> _Aim of the task_:
Nothing but a number is wanted here: the count of lines in the data holding the word "blossom".

[Records from a collection]
-*-*-

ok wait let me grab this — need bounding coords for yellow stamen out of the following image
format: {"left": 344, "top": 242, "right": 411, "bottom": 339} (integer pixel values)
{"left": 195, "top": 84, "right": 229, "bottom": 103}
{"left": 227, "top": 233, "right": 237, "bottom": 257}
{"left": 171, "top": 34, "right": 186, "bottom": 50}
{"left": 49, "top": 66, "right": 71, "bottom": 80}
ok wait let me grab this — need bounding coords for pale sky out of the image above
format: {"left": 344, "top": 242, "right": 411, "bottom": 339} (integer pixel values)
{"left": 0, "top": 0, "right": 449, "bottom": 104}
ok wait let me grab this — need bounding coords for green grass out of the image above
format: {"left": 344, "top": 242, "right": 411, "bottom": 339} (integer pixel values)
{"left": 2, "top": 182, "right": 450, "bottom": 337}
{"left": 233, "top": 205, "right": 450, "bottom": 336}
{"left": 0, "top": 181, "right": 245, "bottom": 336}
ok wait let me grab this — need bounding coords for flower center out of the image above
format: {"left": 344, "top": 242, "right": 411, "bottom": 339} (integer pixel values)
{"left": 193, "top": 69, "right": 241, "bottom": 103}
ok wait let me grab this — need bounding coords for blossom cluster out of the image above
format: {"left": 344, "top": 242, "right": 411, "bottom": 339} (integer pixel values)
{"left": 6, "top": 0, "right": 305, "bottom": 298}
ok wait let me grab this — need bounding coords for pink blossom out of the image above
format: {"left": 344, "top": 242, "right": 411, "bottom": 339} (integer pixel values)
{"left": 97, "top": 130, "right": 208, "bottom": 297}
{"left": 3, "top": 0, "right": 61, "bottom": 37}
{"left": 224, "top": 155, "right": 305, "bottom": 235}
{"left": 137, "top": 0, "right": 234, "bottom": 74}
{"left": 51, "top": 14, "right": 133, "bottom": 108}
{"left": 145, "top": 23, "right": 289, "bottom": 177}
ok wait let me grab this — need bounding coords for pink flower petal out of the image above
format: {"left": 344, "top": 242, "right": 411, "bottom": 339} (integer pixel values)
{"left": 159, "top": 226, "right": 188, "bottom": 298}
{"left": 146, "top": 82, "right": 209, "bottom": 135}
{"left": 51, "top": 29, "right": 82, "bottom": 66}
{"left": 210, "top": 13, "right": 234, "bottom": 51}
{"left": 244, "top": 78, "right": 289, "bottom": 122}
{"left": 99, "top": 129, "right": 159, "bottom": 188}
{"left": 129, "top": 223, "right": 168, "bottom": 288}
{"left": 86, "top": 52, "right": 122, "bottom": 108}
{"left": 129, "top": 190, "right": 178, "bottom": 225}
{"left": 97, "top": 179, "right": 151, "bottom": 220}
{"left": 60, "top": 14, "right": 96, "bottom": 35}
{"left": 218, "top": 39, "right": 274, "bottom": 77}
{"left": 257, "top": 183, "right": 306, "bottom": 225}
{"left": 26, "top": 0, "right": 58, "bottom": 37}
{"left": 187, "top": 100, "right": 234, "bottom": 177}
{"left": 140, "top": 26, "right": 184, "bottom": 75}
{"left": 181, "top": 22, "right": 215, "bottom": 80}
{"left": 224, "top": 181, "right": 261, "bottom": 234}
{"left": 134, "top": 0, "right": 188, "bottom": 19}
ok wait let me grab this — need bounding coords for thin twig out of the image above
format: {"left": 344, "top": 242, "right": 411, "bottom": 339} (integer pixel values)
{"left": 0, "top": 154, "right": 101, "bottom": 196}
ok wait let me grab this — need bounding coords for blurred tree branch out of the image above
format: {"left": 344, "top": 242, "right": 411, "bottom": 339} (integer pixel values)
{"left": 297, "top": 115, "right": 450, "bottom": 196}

-*-*-

> _Reply to the exercise_:
2